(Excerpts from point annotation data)
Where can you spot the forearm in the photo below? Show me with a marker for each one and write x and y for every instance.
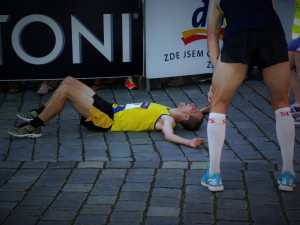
(176, 139)
(213, 48)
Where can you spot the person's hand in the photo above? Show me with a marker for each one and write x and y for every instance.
(294, 44)
(196, 142)
(210, 94)
(205, 109)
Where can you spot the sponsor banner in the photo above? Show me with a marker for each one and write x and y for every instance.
(176, 38)
(51, 39)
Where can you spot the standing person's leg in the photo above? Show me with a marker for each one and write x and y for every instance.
(295, 79)
(277, 80)
(227, 78)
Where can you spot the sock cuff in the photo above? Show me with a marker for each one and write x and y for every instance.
(286, 111)
(217, 118)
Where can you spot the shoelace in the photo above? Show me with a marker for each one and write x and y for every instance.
(23, 124)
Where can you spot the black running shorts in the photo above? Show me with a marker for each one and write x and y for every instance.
(255, 48)
(101, 111)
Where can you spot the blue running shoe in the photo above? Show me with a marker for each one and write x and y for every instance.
(213, 183)
(286, 182)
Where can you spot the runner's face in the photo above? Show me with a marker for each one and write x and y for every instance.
(190, 109)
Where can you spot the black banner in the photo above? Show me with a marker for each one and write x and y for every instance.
(52, 39)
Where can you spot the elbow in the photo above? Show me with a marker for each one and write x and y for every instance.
(167, 137)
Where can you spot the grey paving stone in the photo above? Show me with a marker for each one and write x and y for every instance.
(21, 220)
(57, 215)
(7, 206)
(162, 221)
(11, 195)
(163, 183)
(37, 200)
(127, 216)
(73, 179)
(263, 199)
(56, 173)
(72, 196)
(198, 218)
(91, 219)
(198, 208)
(167, 192)
(9, 165)
(231, 194)
(163, 211)
(113, 173)
(232, 214)
(146, 164)
(77, 187)
(50, 182)
(44, 191)
(33, 210)
(139, 179)
(26, 175)
(124, 223)
(96, 209)
(144, 187)
(116, 164)
(105, 190)
(108, 200)
(164, 202)
(232, 204)
(134, 196)
(61, 165)
(15, 186)
(66, 205)
(91, 164)
(54, 222)
(130, 206)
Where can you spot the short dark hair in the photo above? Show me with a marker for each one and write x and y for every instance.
(192, 123)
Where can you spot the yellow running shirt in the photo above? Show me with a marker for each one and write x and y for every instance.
(138, 116)
(296, 25)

■ **Goal of the exercise**: Can you reproduce, word for word, everything from the line containing "Where can you spot the black running" down to the last of the rows, including both of those lines?

■ **Answer to this problem**:
Where can you spot the black running shorts in the photo above? Show me with a marker for each one and write x and y for every instance.
(255, 48)
(101, 111)
Where can you spot the blue running shoe in the photo above? Show me with a marker for each one and write x and y for every instance.
(213, 183)
(286, 182)
Where can you spot the runner's face in the photo above? Show me with a marker for each one and write x and y for every instance.
(190, 109)
Where can you spot the black banner in the photo above? Show me with a marker for each one and write x and y for every instance.
(52, 39)
Where can you spot the elbow in the photo above? Show me with a marker for each one and write x and y for every instance.
(167, 137)
Where can you spot the grey paving stone in the photo above? Show me with a marker for each one and write x and y for every instance.
(21, 220)
(57, 215)
(7, 206)
(162, 221)
(11, 195)
(163, 183)
(37, 200)
(127, 216)
(73, 179)
(263, 199)
(56, 173)
(72, 196)
(198, 218)
(91, 219)
(198, 208)
(167, 192)
(9, 165)
(231, 194)
(163, 211)
(113, 173)
(232, 214)
(146, 164)
(77, 187)
(50, 182)
(44, 191)
(33, 210)
(139, 179)
(26, 175)
(124, 223)
(96, 209)
(144, 187)
(116, 164)
(105, 190)
(108, 200)
(164, 202)
(232, 204)
(134, 196)
(61, 165)
(15, 186)
(66, 205)
(91, 164)
(54, 222)
(130, 206)
Where can you spot the short dark hair in the photo above? Show me with a marker for each one and write x and y for every instance.
(192, 123)
Where can you spot the yellow running shirt in the photo above? Show me with a marker for each one and write x and y for every instance.
(138, 116)
(296, 25)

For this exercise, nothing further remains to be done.